TASK INSTRUCTIONS.
Could you print, exactly as they stand, the lines from the one holding "[point] at the small" to the end of the data below, and nothing more?

Excerpts from a dataset.

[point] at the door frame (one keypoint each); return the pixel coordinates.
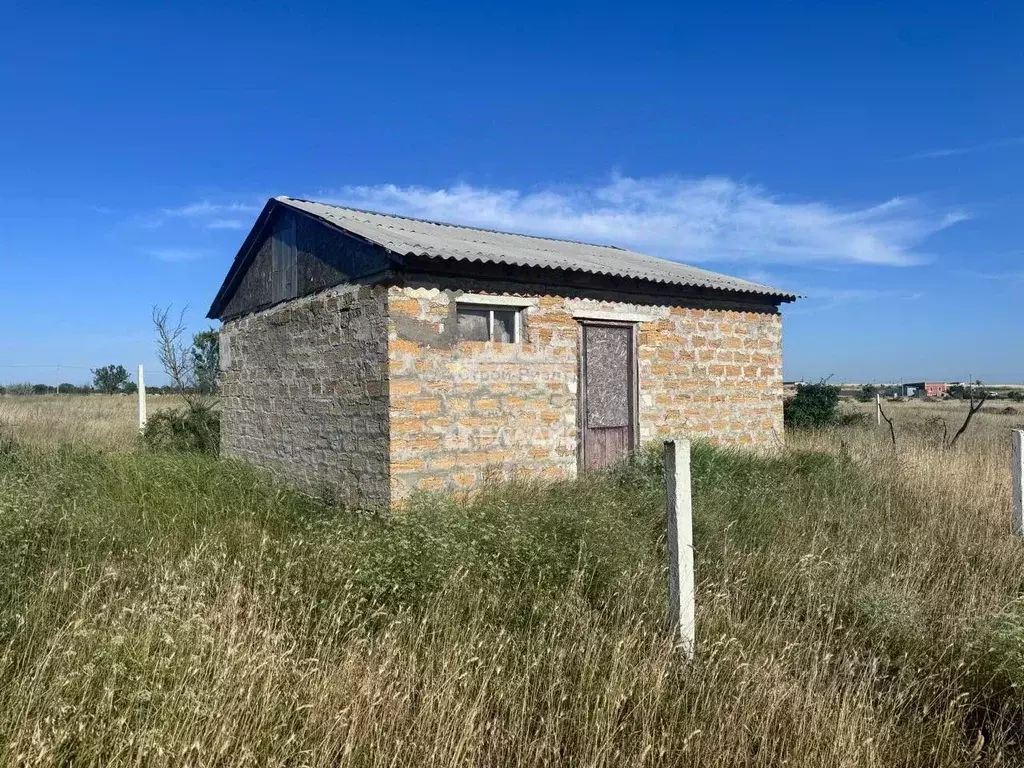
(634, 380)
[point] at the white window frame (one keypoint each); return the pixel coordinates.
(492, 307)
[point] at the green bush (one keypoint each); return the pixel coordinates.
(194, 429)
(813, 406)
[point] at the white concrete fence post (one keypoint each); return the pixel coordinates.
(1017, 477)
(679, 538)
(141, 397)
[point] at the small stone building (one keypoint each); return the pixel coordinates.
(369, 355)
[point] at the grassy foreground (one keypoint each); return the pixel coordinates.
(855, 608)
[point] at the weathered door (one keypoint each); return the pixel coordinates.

ANSWER SPACE.
[point] at the small stone building (one keypoint each); return the pixel coordinates.
(369, 355)
[point] at the grassy foreground (one keypoint each); return the pixel coordinates.
(855, 608)
[point] at the weathered door (one keypoint each); return the pixel coordinates.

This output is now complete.